(Quoted text)

Future King of England
Sadko Hadzihasanovic
June 4 - July 3, 2004
The show consists of portraits of Prince William, Che Guevara and various Hollywood celebrities. Through portraiture Sadko continues his scrutiny of celebrity, masculinity and values in North American culture. Here are some words from a prepared text by Sadko:
"I have made new works dealing with the idea of celebrity in North American culture on the intriguing theme of values and how we perceive them in modern society.
Billion Dollars Fortune is the name of a group of oil paintings representing Prince William from babyhood to the age of 21. As always in my work I am interested in portraits as a discipline but also particularly in the contemporary concept they are put in. By aging the person you can see the metamorphosis from the little boy to a beautiful man and a celebrity. This perception of his character happens without his willingness or participation. It is the image that creates itself in the media and the public eye and deals very little with a real person. The value of money blurs the character itself."
Since his arrival in Canada in 1993 Sadko Hadzihasanovic has participated in over thirty exhibitions in public galleries and artist-run centres across Canada. Exhibitions in 2004 include VU Photo in Quebec city and Espace Virtuel in Chicoutimi. He is participating in the International Biennial in Pancevo, Serbia and the Biennial of Young Artists in Vrsac, Serbia.
Sadko studied at the Academy of Fine Arts in Sarajevo, Bosnia, and earned his MFA at the University of Belgrade, Yugoslavia (1984). He is the recipient of grants from the Ontario Arts Council and the Canada Council for the Arts. Future King of England marks Sadko's sixth solo exhibition at Paul Petro Contemporary Art.
Let's all be like Che
Nery Espinoza Quevedo and Ingrid Mayrhofer
Sadko Hadzihasanovic’s new t-shirt, with the slogan 'Yo tuve un hermano' and the portrait of an attractive cigar-smoking Che Guevara, points at what lies behind this latest body of work. Going beyond mere infatuation with his subject matter the artist embraces the Cuban boy-scout motto 'Seamos como el Che' (Let’s be like Che). In his new paintings over digital imagery outputs on canvas, the artist and Che are represented in very close association; in at least one drawing Sadko morphs into the very likeness of his hero.

(Collected data entries)

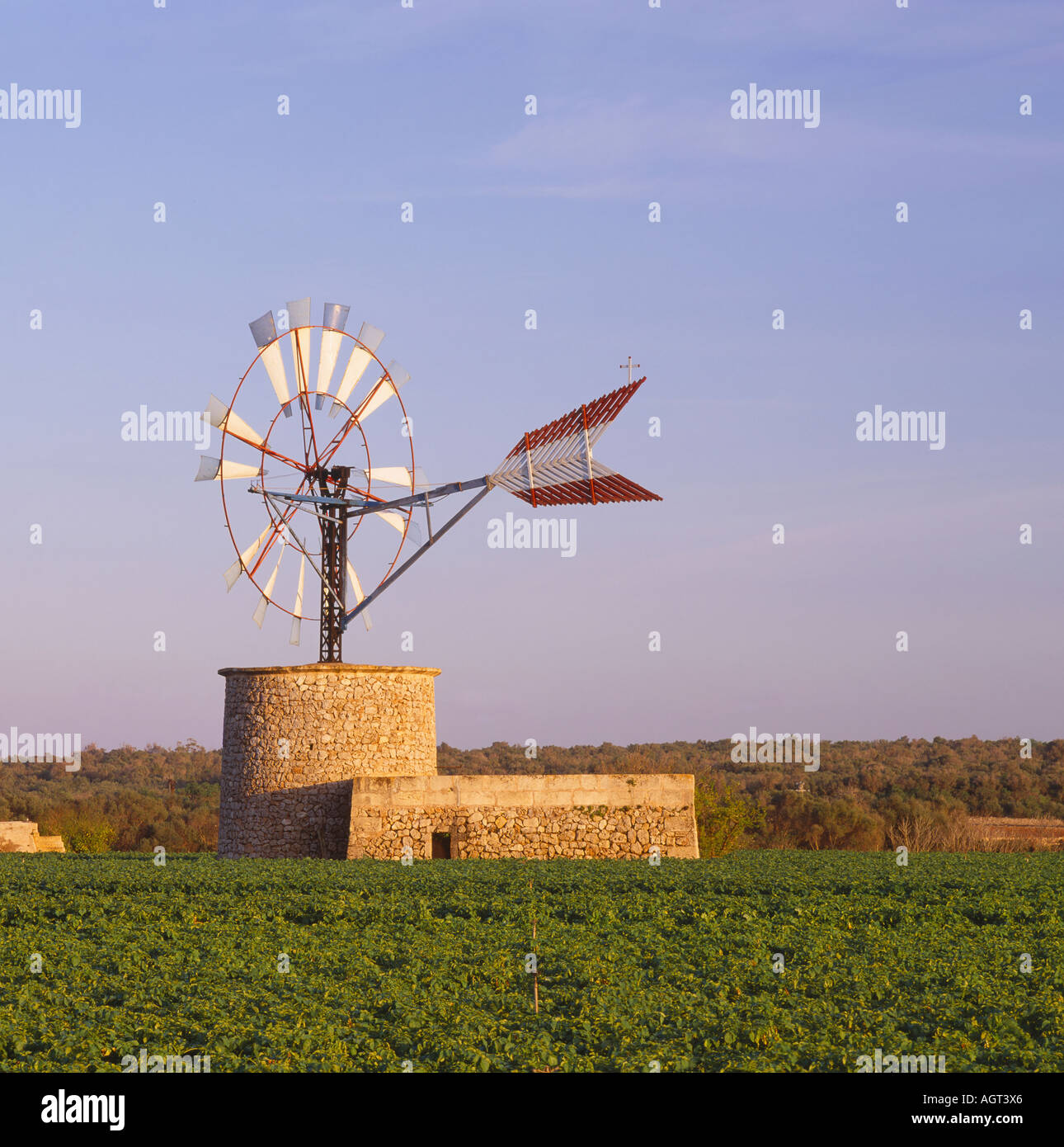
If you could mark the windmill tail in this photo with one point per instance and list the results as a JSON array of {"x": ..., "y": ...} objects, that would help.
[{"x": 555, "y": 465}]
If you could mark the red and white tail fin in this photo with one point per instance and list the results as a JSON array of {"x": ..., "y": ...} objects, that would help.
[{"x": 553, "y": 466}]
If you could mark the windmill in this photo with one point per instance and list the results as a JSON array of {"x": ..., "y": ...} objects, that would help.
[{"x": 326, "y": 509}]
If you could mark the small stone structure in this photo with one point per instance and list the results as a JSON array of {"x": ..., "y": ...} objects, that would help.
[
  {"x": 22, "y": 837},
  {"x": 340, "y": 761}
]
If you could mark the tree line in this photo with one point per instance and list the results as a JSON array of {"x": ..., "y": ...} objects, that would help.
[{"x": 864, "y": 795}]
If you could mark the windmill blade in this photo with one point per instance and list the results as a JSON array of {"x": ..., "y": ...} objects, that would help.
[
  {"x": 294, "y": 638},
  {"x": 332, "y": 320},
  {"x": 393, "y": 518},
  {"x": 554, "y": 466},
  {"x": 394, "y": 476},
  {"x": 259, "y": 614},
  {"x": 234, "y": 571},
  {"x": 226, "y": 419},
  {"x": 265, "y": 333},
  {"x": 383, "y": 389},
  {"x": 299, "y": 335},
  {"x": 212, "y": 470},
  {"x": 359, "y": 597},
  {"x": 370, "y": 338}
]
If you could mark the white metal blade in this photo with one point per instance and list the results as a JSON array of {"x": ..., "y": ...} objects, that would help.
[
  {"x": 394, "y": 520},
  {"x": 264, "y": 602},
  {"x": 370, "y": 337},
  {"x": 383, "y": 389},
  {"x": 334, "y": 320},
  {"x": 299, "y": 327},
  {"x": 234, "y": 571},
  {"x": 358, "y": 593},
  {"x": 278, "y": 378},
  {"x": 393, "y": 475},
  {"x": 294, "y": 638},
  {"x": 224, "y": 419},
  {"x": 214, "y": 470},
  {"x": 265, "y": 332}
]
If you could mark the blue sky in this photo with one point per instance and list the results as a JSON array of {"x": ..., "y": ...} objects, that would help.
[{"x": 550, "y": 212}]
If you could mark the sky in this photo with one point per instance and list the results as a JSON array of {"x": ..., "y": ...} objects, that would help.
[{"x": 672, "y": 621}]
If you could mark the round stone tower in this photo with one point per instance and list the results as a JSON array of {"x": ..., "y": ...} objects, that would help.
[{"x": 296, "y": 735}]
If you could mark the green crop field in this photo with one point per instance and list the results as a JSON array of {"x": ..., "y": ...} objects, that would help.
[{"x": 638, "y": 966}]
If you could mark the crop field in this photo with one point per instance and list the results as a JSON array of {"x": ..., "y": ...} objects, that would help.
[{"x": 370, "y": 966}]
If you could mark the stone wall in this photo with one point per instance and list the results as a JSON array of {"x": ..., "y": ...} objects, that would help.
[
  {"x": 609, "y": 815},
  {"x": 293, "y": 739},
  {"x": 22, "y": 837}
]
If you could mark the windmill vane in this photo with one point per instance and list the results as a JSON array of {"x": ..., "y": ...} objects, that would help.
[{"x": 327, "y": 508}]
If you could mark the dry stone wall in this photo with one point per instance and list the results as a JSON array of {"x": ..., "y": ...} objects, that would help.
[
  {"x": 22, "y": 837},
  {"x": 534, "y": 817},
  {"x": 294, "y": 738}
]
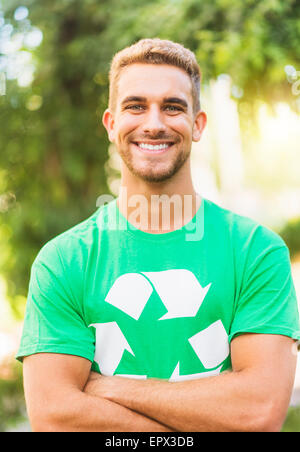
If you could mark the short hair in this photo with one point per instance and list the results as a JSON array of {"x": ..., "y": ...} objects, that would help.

(Exercise prompt) Reproduce the exhibition text word for word, starting at "Let's all be" and ending at "of his hero.". The listing isn't needed for this.

(Full answer)
Let's all be like Che
Nery Espinoza Quevedo and Ingrid Mayrhofer
Sadko Hadzihasanovic’s new t-shirt, with the slogan 'Yo tuve un hermano' and the portrait of an attractive cigar-smoking Che Guevara, points at what lies behind this latest body of work. Going beyond mere infatuation with his subject matter the artist embraces the Cuban boy-scout motto 'Seamos como el Che' (Let’s be like Che). In his new paintings over digital imagery outputs on canvas, the artist and Che are represented in very close association; in at least one drawing Sadko morphs into the very likeness of his hero.